ASSIGNED TASK — Return the part of the passage on hospital finances from "According to Gacka, many" up to and including "the near future.", copied word for word.

PASSAGE PROVIDED —

------------------------------

In fact, 2012 was a successful year in discovering the “careful balance” needed to “offset growing costs, lower volumes, and other financial pressures.”

The question Commins posits is whether this careful balance can be sustained and built upon in 2013, especially since Standard & Poor’s Rating Services is indicating that “the not-for-profit healthcare sector will likely see weakened median ratios in 2013 in the face of those continuing and growing incremental pressures that include healthcare reform.”

S&P analyst Kenneth T. Gacka explains that hospitals and healthcare leaders overall are doing their best to rein in costs, reduce their workforce, renegotiate supply contracts, create staffing efficiencies, etc. In fact, he emphasized many organizations were already incorporating these reforms into their operations before PPACA came along, and with an increased focus on these reforms, it’s going to be difficult for them to find “additional savings.”

“From our perspective in discussions with management, this has been going on for a number of years so you get to the point of how much longer you can take those things,” he observed. “Some of the low-hanging fruit is picked so it gets to the next level of additional efficiencies.”

According to Gacka, many of the healthcare leaders S&P surveyed are looking to implement Lean methodologies and examining “clinical variations, differences in practice, to get the harder-to-get structural savings out of the organizations.”

Most disturbing perhaps, Commins writes, is “some stand-alone providers in particular are experiencing weakening financial operating performance even in the face of revenue growth, a trend that S&P believes will be exacerbated with further declines in utilization, smaller rate increase for services, and continued investment in technology and physician compensation.”

Which is why Gacka predicts more mergers and acquisitions will take place in the near future.

------------------------------

Natural-language object grounding records
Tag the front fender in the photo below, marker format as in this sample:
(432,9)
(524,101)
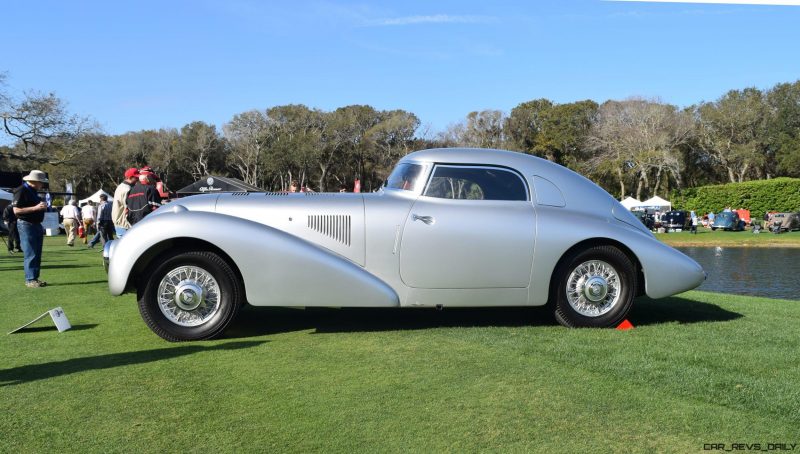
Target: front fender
(666,271)
(277,269)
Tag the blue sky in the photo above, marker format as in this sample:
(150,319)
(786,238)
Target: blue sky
(151,64)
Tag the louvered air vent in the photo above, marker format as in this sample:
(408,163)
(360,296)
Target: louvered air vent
(336,226)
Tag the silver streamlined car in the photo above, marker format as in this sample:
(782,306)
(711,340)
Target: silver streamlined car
(451,228)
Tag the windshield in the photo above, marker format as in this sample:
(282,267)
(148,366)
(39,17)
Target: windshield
(405,176)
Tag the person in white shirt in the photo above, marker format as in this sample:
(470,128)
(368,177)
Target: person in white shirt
(71,216)
(88,214)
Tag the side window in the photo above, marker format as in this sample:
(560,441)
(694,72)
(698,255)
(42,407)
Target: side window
(475,183)
(405,176)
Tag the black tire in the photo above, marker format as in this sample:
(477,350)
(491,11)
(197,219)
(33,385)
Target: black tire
(611,279)
(200,308)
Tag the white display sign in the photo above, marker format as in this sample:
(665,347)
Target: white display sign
(57,315)
(50,223)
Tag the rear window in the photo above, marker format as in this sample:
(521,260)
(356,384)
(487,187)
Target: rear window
(475,183)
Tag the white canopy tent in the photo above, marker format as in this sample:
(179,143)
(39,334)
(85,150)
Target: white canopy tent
(657,203)
(94,198)
(630,203)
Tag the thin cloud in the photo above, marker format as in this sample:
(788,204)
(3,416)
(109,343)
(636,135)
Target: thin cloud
(723,2)
(431,19)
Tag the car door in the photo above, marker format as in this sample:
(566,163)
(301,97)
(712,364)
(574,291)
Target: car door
(472,227)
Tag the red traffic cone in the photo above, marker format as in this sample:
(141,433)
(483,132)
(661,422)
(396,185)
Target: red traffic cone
(625,325)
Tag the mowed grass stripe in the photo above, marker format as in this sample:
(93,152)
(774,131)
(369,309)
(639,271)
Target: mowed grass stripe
(698,368)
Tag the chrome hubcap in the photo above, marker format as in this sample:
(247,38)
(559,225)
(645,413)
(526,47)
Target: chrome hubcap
(188,296)
(593,288)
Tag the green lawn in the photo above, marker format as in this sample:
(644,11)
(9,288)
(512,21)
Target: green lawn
(746,238)
(699,368)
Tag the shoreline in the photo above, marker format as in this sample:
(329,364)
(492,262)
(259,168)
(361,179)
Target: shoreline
(744,239)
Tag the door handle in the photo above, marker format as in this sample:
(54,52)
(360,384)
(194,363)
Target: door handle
(426,219)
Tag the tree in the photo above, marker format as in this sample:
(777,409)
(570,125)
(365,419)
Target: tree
(732,132)
(639,139)
(525,123)
(248,133)
(783,129)
(43,127)
(560,129)
(201,150)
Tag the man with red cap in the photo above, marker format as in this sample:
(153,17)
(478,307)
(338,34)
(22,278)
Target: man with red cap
(120,204)
(142,198)
(29,209)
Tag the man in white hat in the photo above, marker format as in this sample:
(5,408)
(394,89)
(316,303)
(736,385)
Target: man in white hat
(30,209)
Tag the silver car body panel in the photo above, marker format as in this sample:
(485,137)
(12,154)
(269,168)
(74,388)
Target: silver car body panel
(399,247)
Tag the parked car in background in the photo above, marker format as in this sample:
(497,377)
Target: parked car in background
(783,222)
(676,220)
(451,228)
(647,219)
(728,220)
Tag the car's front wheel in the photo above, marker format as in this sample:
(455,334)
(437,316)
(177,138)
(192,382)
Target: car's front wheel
(191,296)
(594,288)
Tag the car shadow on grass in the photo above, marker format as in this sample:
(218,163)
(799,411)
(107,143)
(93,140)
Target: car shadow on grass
(681,310)
(259,321)
(38,329)
(57,284)
(25,374)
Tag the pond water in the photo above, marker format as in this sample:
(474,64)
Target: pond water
(767,272)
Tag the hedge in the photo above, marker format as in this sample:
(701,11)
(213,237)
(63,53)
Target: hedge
(778,194)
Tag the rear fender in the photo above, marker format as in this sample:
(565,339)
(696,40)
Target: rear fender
(277,269)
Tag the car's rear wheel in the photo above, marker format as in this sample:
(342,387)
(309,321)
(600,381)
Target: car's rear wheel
(191,296)
(594,288)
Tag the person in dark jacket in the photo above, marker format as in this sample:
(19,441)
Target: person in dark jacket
(29,209)
(11,224)
(142,199)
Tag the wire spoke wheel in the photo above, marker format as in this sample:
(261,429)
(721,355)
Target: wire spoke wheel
(188,296)
(593,288)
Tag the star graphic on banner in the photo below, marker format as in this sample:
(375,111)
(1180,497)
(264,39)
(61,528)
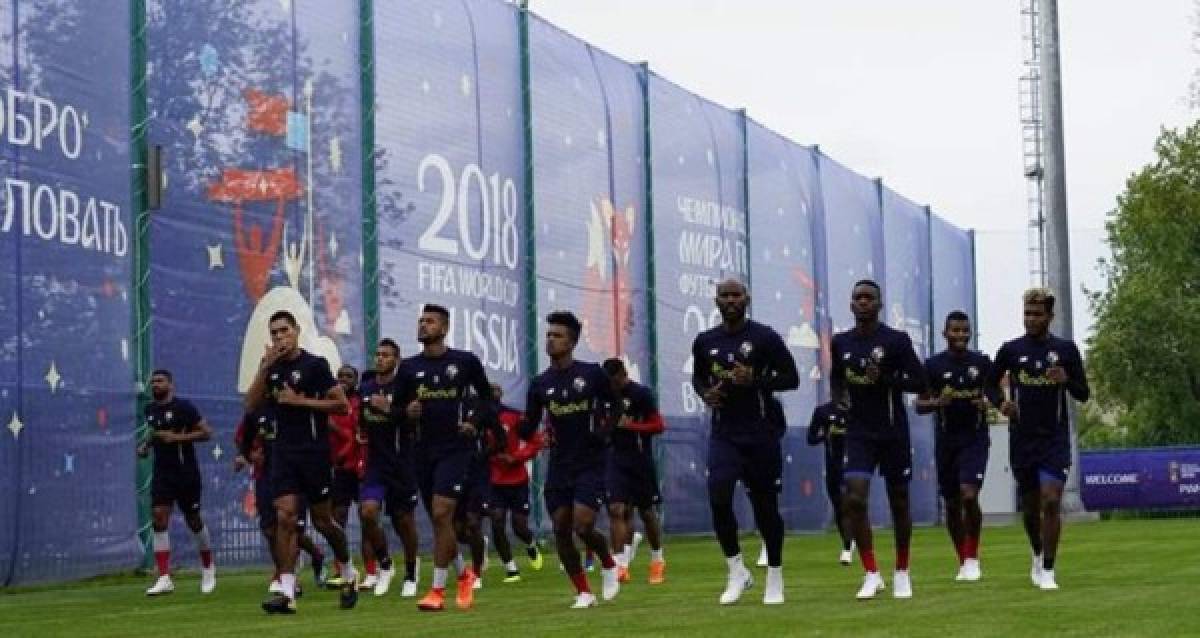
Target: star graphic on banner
(215,259)
(53,378)
(16,426)
(196,126)
(335,154)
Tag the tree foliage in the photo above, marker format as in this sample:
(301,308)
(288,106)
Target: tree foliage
(1145,353)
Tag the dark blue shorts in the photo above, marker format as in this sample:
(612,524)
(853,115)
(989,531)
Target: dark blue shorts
(755,459)
(579,487)
(393,488)
(513,498)
(443,473)
(633,481)
(892,457)
(960,462)
(307,474)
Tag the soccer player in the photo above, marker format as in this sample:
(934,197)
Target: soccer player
(873,367)
(633,481)
(442,377)
(1043,369)
(174,425)
(390,480)
(955,396)
(348,467)
(828,427)
(737,367)
(581,405)
(299,390)
(509,493)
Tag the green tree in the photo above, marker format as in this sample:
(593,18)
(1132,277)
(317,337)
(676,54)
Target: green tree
(1145,353)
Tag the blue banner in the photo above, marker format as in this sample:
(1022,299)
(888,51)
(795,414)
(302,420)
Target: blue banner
(1140,479)
(67,507)
(450,158)
(256,106)
(700,234)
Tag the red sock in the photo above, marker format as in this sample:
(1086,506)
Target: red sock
(163,560)
(868,558)
(581,582)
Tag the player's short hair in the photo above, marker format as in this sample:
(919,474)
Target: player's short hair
(1039,295)
(286,316)
(567,319)
(389,343)
(437,310)
(957,316)
(613,367)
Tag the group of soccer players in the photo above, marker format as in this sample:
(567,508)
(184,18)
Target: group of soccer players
(431,428)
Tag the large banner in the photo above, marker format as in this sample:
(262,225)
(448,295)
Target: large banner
(589,193)
(256,107)
(450,164)
(784,203)
(906,302)
(67,504)
(1140,479)
(700,236)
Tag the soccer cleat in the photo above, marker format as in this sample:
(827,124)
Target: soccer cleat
(610,583)
(971,571)
(433,601)
(280,603)
(585,600)
(348,596)
(466,596)
(773,594)
(873,583)
(739,581)
(384,583)
(901,584)
(658,572)
(208,579)
(162,585)
(535,560)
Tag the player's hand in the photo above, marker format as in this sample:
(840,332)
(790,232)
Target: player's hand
(381,402)
(743,374)
(1057,374)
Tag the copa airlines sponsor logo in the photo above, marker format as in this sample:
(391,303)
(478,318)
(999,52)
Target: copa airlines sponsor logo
(1113,479)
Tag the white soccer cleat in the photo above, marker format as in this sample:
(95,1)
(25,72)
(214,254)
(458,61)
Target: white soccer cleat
(773,594)
(739,581)
(208,579)
(610,584)
(585,600)
(971,571)
(901,584)
(162,585)
(873,583)
(384,582)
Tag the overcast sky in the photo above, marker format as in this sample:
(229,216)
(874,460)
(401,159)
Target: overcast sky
(923,92)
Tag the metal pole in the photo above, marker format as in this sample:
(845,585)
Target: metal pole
(1057,257)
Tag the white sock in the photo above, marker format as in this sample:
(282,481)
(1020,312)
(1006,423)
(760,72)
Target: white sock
(289,584)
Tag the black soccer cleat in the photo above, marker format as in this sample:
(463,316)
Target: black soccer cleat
(280,605)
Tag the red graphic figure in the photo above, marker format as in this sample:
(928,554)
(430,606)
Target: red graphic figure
(238,186)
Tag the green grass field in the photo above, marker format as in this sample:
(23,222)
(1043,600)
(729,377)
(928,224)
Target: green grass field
(1117,578)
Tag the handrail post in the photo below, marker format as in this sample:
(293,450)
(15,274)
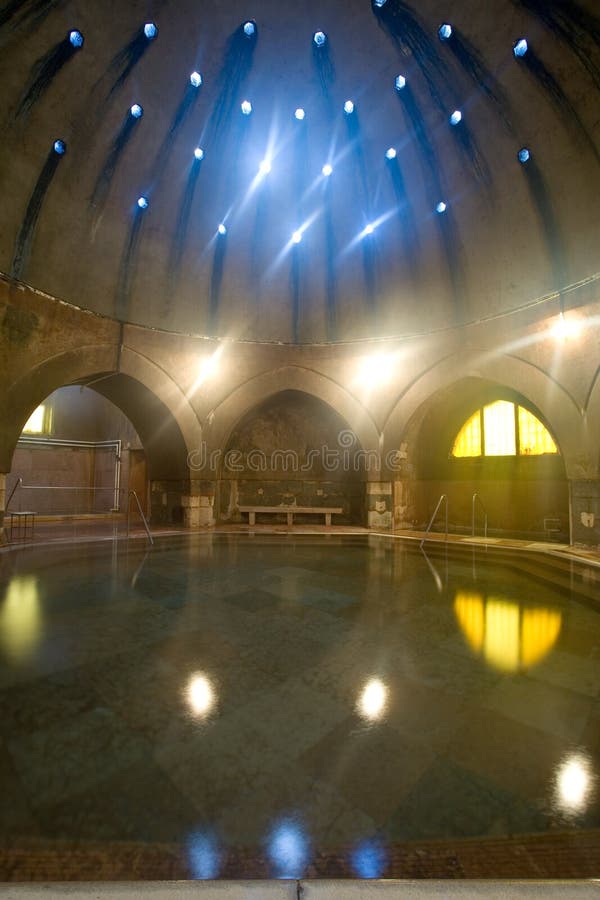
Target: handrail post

------------------------------

YOUR RESPONSE —
According to Gacka, many of the healthcare leaders S&P surveyed are looking to implement Lean methodologies and examining “clinical variations, differences in practice, to get the harder-to-get structural savings out of the organizations.”

Most disturbing perhaps, Commins writes, is “some stand-alone providers in particular are experiencing weakening financial operating performance even in the face of revenue growth, a trend that S&P believes will be exacerbated with further declines in utilization, smaller rate increase for services, and continued investment in technology and physician compensation.”

Which is why Gacka predicts more mergers and acquisitions will take place in the near future.